Requirements: Counting only matches with the same capitalization, how many lines in the rows below contain the string "bridge"? Reply with the number alone.

Task inputs:
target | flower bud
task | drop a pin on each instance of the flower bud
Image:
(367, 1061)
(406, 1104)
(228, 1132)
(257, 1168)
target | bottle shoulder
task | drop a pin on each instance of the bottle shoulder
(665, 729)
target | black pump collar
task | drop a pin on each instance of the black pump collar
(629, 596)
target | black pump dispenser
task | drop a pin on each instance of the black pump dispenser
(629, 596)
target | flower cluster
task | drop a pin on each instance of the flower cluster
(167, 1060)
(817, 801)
* * *
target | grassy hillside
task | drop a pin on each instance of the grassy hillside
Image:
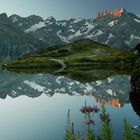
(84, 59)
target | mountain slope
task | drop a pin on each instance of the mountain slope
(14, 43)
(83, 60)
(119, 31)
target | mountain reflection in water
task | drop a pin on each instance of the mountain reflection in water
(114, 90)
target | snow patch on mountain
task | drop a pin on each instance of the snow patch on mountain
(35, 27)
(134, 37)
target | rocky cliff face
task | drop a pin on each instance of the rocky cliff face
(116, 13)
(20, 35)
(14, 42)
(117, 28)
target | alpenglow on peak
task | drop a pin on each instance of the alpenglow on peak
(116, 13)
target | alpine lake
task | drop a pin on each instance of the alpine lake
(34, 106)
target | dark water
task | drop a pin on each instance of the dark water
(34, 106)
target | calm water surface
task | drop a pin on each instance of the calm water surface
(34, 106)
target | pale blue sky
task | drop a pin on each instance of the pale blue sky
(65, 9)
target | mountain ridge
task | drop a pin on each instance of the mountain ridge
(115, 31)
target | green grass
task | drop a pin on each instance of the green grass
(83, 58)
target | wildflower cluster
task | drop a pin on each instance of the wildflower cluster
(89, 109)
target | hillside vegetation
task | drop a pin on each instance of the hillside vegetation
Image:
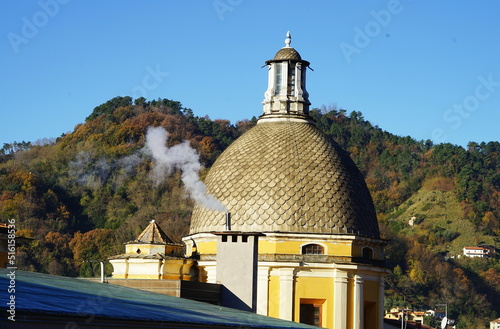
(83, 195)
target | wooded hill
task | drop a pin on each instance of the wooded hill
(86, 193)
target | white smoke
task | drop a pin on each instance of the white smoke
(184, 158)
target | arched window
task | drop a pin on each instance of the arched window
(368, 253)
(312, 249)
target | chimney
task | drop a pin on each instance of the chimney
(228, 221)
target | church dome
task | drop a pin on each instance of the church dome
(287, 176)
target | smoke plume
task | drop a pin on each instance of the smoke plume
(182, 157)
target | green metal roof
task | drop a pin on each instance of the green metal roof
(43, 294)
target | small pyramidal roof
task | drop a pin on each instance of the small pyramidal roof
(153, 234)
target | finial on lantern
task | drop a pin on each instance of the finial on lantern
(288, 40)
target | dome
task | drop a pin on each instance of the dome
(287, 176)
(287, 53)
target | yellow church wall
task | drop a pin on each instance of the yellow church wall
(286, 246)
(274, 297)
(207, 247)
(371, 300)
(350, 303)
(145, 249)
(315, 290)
* * *
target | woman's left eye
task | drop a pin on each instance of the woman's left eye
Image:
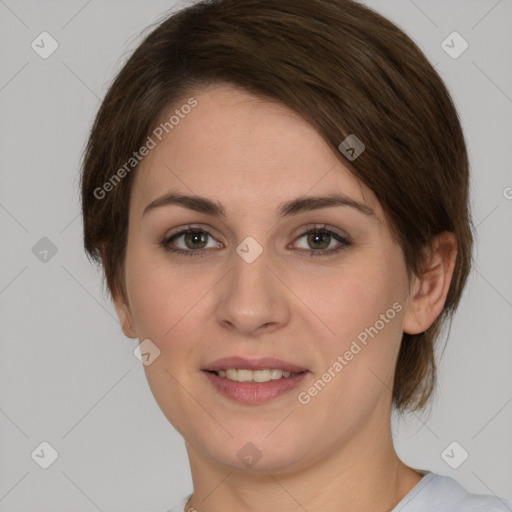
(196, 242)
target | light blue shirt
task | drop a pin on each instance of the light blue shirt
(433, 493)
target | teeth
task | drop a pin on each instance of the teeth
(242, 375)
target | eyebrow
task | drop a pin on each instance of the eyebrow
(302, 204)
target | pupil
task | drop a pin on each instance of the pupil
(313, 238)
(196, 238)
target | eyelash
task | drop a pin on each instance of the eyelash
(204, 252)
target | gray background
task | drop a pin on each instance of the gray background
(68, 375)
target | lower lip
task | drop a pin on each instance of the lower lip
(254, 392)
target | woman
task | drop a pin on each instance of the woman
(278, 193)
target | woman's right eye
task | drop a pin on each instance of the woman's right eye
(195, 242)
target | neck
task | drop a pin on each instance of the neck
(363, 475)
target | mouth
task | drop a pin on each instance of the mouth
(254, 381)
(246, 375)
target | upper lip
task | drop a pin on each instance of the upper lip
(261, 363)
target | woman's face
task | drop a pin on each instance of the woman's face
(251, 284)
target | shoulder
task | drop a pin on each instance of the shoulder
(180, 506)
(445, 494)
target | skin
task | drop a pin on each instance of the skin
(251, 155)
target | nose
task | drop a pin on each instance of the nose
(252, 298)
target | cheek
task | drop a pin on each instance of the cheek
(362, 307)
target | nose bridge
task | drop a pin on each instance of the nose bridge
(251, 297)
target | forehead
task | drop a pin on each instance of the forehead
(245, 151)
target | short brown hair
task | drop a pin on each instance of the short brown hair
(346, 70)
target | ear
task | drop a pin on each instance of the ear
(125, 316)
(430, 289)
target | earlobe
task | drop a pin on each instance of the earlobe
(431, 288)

Answer for the task: 2